(Data extracts)

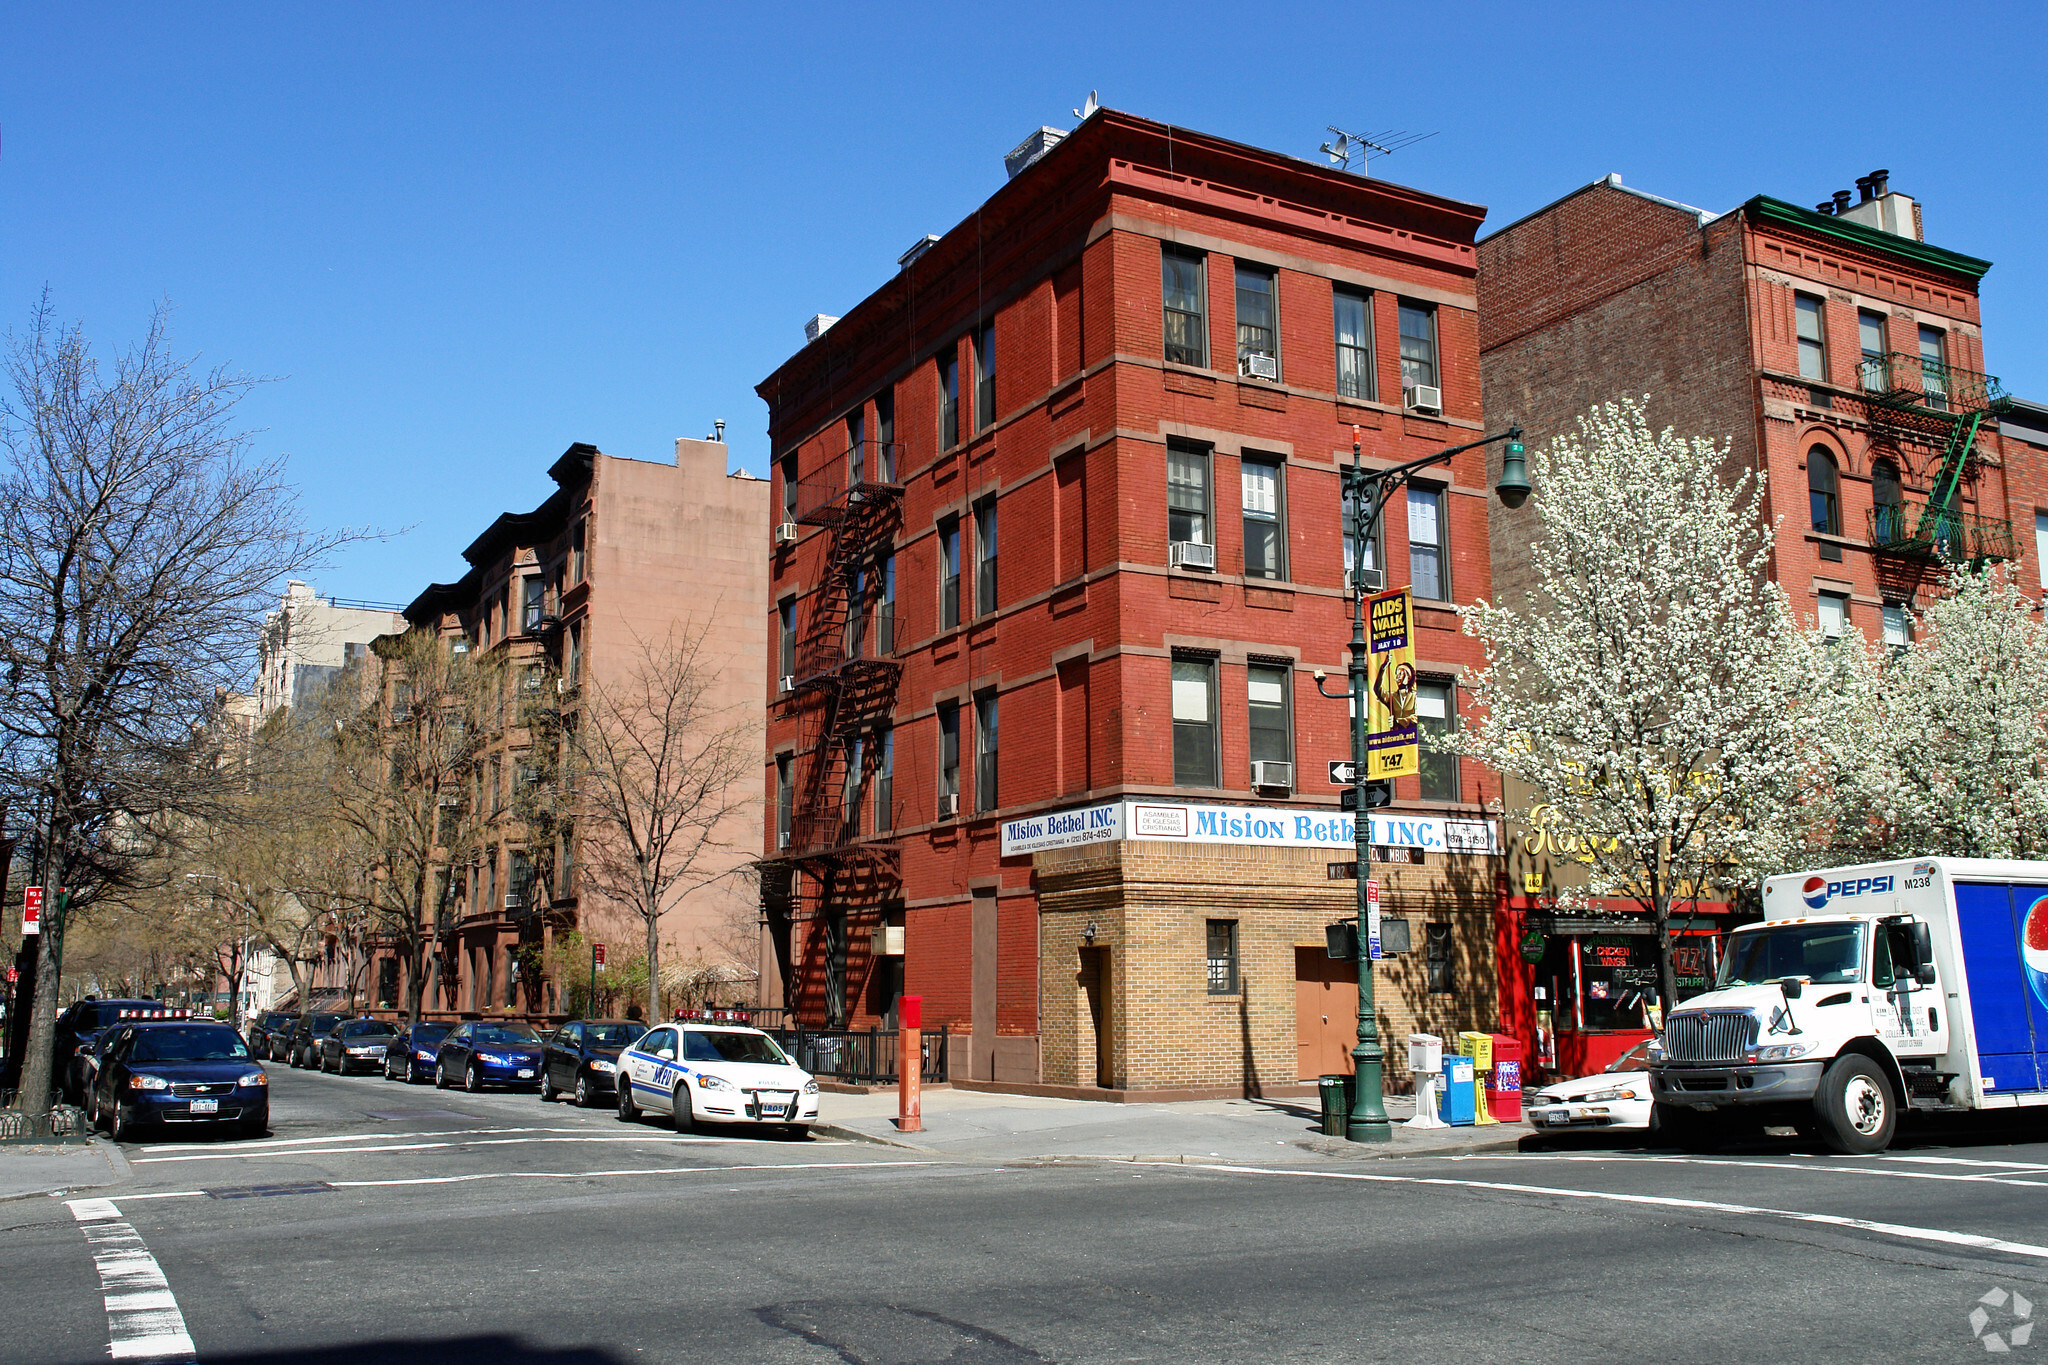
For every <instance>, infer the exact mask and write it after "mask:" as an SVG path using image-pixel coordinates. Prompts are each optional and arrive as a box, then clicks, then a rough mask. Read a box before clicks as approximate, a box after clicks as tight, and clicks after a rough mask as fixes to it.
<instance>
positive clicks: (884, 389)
mask: <svg viewBox="0 0 2048 1365" xmlns="http://www.w3.org/2000/svg"><path fill="white" fill-rule="evenodd" d="M874 479H877V481H879V483H895V393H893V391H889V389H883V391H881V393H877V395H874Z"/></svg>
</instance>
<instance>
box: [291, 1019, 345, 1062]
mask: <svg viewBox="0 0 2048 1365" xmlns="http://www.w3.org/2000/svg"><path fill="white" fill-rule="evenodd" d="M346 1017H348V1015H299V1019H297V1021H295V1023H293V1025H291V1038H287V1040H285V1060H287V1062H291V1064H293V1066H313V1064H315V1062H319V1040H322V1038H326V1036H328V1033H330V1031H332V1029H334V1025H336V1023H340V1021H342V1019H346Z"/></svg>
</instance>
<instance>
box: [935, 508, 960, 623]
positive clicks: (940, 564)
mask: <svg viewBox="0 0 2048 1365" xmlns="http://www.w3.org/2000/svg"><path fill="white" fill-rule="evenodd" d="M958 624H961V522H958V518H946V520H944V522H940V524H938V628H940V630H952V628H954V626H958Z"/></svg>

(End Data extracts)

▶ [Exercise goal]
Keep each line of the records exactly as it is while transcribing them, but leave the images behind.

▶ [Solution for this task]
For every <instance>, infer the exact mask and write it after "mask:" as an SVG path using image-pixel coordinates. Prompts are each optional and arrive as a box, then clicks, then a rough mask. Read a box before clicks as approximate, a box after clicks as tight, and clicks after a rough mask as fixes to it.
<instance>
positive clicks: (884, 389)
mask: <svg viewBox="0 0 2048 1365" xmlns="http://www.w3.org/2000/svg"><path fill="white" fill-rule="evenodd" d="M874 479H877V481H879V483H895V393H893V391H889V389H883V391H881V393H877V395H874Z"/></svg>
</instance>
<instance>
box: [291, 1019, 345, 1062]
mask: <svg viewBox="0 0 2048 1365" xmlns="http://www.w3.org/2000/svg"><path fill="white" fill-rule="evenodd" d="M346 1017H348V1015H299V1019H297V1021H295V1023H293V1025H291V1038H287V1040H285V1060H287V1062H291V1064H293V1066H313V1064H315V1062H319V1040H322V1038H326V1036H328V1033H330V1031H332V1029H334V1025H336V1023H340V1021H342V1019H346Z"/></svg>
</instance>
<instance>
box: [935, 508, 960, 623]
positive clicks: (940, 564)
mask: <svg viewBox="0 0 2048 1365" xmlns="http://www.w3.org/2000/svg"><path fill="white" fill-rule="evenodd" d="M958 624H961V522H958V518H946V520H944V522H940V524H938V628H940V630H952V628H954V626H958Z"/></svg>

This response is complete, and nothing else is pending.